>> begin
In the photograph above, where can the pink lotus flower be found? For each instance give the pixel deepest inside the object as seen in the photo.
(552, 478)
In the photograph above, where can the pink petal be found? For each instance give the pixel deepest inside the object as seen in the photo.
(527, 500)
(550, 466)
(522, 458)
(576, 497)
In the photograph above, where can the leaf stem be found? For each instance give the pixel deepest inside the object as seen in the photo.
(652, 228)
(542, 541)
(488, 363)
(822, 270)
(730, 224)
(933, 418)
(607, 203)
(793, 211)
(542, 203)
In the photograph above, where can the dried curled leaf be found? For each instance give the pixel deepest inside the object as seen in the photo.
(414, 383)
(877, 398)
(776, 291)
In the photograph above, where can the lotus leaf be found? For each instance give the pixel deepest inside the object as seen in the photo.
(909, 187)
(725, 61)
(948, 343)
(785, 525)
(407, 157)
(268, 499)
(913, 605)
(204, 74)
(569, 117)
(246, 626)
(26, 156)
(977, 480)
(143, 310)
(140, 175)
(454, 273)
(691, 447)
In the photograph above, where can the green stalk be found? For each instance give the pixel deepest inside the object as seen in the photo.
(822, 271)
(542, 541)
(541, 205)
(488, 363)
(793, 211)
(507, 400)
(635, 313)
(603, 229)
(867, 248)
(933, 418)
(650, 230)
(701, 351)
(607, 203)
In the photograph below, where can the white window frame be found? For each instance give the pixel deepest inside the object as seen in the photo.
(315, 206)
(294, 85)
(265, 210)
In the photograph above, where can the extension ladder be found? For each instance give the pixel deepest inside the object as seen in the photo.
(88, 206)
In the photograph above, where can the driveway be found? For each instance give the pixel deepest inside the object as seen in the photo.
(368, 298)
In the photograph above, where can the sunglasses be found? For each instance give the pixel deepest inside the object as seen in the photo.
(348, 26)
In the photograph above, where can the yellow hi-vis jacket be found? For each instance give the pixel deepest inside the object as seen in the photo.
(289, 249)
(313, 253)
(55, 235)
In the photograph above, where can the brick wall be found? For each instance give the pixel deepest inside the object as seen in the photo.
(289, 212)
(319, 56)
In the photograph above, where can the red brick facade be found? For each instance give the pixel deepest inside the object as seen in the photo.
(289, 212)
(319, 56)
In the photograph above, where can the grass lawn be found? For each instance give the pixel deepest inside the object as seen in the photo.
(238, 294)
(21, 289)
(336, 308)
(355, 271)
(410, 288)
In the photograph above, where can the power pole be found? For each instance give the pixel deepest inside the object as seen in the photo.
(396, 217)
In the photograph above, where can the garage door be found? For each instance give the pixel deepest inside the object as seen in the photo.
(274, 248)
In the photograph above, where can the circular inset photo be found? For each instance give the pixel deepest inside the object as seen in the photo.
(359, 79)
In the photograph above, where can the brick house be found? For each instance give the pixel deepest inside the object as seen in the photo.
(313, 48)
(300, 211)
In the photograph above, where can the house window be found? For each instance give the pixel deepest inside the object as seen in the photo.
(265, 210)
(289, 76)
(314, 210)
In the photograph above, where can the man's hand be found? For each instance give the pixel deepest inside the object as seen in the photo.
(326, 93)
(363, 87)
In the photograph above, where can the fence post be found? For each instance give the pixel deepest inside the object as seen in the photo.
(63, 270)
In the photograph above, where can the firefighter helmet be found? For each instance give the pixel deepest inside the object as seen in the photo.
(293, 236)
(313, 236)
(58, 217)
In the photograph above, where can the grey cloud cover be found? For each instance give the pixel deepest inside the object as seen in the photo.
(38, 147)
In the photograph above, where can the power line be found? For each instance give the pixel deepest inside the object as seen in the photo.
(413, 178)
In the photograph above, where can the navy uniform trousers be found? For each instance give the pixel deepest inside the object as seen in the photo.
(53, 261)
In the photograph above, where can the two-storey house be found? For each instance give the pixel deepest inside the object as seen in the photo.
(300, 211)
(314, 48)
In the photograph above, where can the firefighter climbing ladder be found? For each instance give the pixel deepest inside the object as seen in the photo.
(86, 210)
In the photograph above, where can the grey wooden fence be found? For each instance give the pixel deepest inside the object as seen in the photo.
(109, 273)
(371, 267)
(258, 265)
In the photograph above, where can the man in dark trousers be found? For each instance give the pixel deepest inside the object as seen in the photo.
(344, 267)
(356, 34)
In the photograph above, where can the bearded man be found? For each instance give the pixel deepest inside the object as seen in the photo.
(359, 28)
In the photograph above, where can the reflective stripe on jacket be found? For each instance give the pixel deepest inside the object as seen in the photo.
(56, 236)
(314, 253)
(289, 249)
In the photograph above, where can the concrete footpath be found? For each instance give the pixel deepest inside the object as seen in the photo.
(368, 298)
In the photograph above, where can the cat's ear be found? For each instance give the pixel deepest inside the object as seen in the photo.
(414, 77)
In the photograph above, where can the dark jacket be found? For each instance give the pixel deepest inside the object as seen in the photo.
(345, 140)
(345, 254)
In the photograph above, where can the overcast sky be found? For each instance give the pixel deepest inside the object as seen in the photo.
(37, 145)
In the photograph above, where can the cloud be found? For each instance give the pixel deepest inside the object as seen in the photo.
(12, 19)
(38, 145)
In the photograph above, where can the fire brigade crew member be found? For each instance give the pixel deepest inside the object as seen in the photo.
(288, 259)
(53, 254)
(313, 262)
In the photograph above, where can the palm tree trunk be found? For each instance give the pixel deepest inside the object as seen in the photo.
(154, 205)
>> end
> **Problem description**: Transcribe the material above in its entirety. Match it exactly.

> **Full answer**:
In the photograph above, where can the pink lotus flower be found? For each instance give the pixel deepest inside the object as seen in the photo.
(552, 478)
In the photograph above, where can the pink petal be found? For each instance give the pixel deepest inside the object as seen in the photo.
(527, 500)
(550, 466)
(522, 458)
(576, 497)
In the photograph above, where can the leaf stem be found? For each instance give the pixel deepest inside the object as seen in the photo.
(652, 228)
(542, 541)
(488, 363)
(822, 270)
(730, 224)
(933, 418)
(607, 203)
(793, 211)
(542, 203)
In the photograph above, where can the dried curled leaf be found? For each instance give the pixel deepest inside the object as seen in the photo.
(414, 383)
(877, 398)
(776, 291)
In the photograph above, where can the lotus leaf be found? For each instance give the pixel deepest inside the object as seen in the photo.
(909, 187)
(725, 61)
(948, 343)
(785, 525)
(407, 157)
(268, 499)
(913, 605)
(204, 74)
(569, 117)
(246, 626)
(26, 156)
(977, 480)
(143, 310)
(140, 175)
(454, 273)
(691, 447)
In the photograph above, where can the green stalk be found? For each instance give the pixel deepest inside the object as seen in the photo.
(822, 271)
(542, 541)
(541, 205)
(488, 363)
(793, 211)
(507, 400)
(635, 313)
(603, 229)
(867, 248)
(933, 418)
(650, 230)
(701, 351)
(607, 203)
In the photograph below, where can the white window frame be found? For each instance give the pixel deepest inside the object as seen in the photo.
(315, 206)
(294, 85)
(265, 210)
In the photograph above, where can the extension ladder be found? For each instance give the pixel deepest inside the object as seen in the photo.
(88, 206)
In the photograph above, where can the driveway be found? For each instance give the pixel deepest inside the object as seen in the photo.
(368, 298)
In the photograph above, where can the sunglasses be found? For each instance give the pixel deepest inside the object as seen in the photo.
(348, 26)
In the photograph above, where can the yellow hi-vis jacket be found? For each instance give the pixel deepest inside the object as seen in the photo.
(289, 249)
(313, 253)
(55, 235)
In the photograph above, where can the brick wall be found? For each instance give the pixel deepest inside the object as seen in the photo.
(289, 212)
(319, 56)
In the photograph above, where can the red brick facade be found? For each instance give the pixel deepest inside the object as seen in the photo.
(289, 212)
(319, 56)
In the photograph above, where can the grass lawn be found? For each instance give the pixel deepest inside the object as seen in the photo.
(238, 294)
(21, 289)
(336, 308)
(355, 271)
(410, 288)
In the photograph above, where can the power pole be found? For each instance give the pixel deepest inside the object as seen in the photo.
(396, 217)
In the photograph above, where can the garage door be found? For each instance give the pixel deepest inside the object as seen in the photo.
(274, 248)
In the photograph above, where can the circular inset photo be found? For each instance give the pixel deepest inside the object as seen in the photo.
(359, 79)
In the photograph above, where can the brick house be found? For each instance give the pixel deepest inside the object as seen in the photo.
(313, 48)
(300, 211)
In the photograph above, where can the house window be found? For each instance give the pixel deepest inside the object as seen in the photo.
(265, 210)
(289, 76)
(314, 210)
In the photograph above, where can the man's hand be found? For each instance give the pixel deepest inside the object as seen in the photo.
(326, 93)
(363, 87)
In the photograph above, where can the fence post be found? For each instance give the pixel deepest inside the object as seen in the photo.
(63, 270)
In the photograph above, where can the firefighter helmet be found? For each instance give the pixel deepest inside the object as seen in the photo.
(293, 236)
(313, 236)
(58, 217)
In the photograph above, where can the grey cloud cover be found? For each instance give the pixel deepest inside the object as seen in the photo.
(38, 147)
In the photograph above, where can the power line be found? For each instance give the pixel deepest inside the object as seen in the photo.
(413, 178)
In the photograph above, where can the navy uniform trousers be found? For each instance give the pixel deepest inside the object as seen in the photo.
(53, 261)
In the photograph above, where can the two-storey house be found? For each instance give the pixel deepest inside the object as seen in the photo.
(300, 211)
(314, 48)
In the photograph above, where can the firefighter climbing ladder be found? For each instance give the pixel deepest inside the object as seen in the photo.
(86, 210)
In the photograph above, where can the grey wooden fence be found? For each instance give the pixel deepest inside the object as seen in the photo.
(109, 273)
(371, 267)
(258, 265)
In the photograph above, where can the man in dark trousers be found? For each instance give the pixel deepest inside the object as seen in the photo.
(344, 267)
(356, 34)
In the photograph above, where can the bearded man be found? For each instance give the pixel deepest inside the object as seen in the photo.
(359, 28)
In the photograph above, where can the reflective stripe on jacket be found? For each instance give the pixel deepest inside the object as seen in the photo.
(56, 236)
(314, 253)
(289, 249)
In the photograph above, where can the concrete footpath be found? For each instance give the pixel deepest inside the object as seen in the photo.
(368, 298)
In the photograph above, where can the cat's ear be found? For each instance give the pixel deepest inside the object as seen in the photo.
(414, 77)
In the photograph above, where can the dark jacket be found? For each instance give the pixel deepest inside the object as seen in the photo.
(345, 140)
(345, 254)
In the photograph above, where can the overcast sky be found? For each instance give the pixel deepest inside the object as seen in the photo.
(37, 145)
In the photograph above, where can the cloud be found? For each instance give the pixel deepest inside the object as seen in the photo.
(12, 19)
(38, 145)
In the photograph above, where can the fire brigade crew member be found? For each instance give the pixel deepest inside the object as seen in the photo.
(288, 259)
(53, 254)
(313, 262)
In the photograph above, where can the palm tree trunk be found? For each instance give the pixel deepest inside the object as seen in the photo.
(154, 205)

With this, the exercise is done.